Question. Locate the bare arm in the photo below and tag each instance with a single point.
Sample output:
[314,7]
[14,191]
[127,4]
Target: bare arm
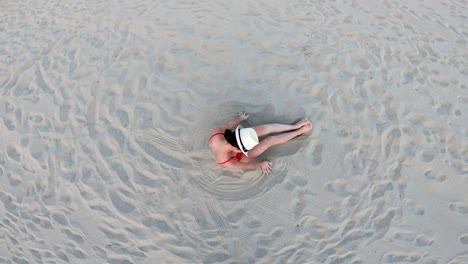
[232,123]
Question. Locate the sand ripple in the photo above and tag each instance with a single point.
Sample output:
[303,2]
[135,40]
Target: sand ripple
[105,110]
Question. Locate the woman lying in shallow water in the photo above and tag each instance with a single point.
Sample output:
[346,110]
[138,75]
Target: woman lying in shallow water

##############################

Task goal: Convert the rows above into a JSON list of strings, one string per line, skipping blank lines and leaving out the pictures.

Task solution:
[
  "Question. Locate the bare arm in the photo below and tag each instance with a single point.",
  "Sample output:",
  "[314,7]",
  "[14,191]",
  "[127,4]",
  "Target: bare arm",
  "[232,123]",
  "Question. Locate the sand ripple in the photo above and tag each instance with a single point.",
  "Sample output:",
  "[303,2]",
  "[135,40]",
  "Target: sand ripple",
  "[105,110]",
  "Question. Locate the woman lying in shallow water in the photo above and tag each instance with a single point.",
  "Sample output:",
  "[346,110]",
  "[138,75]",
  "Target: woman lying in shallow water"
]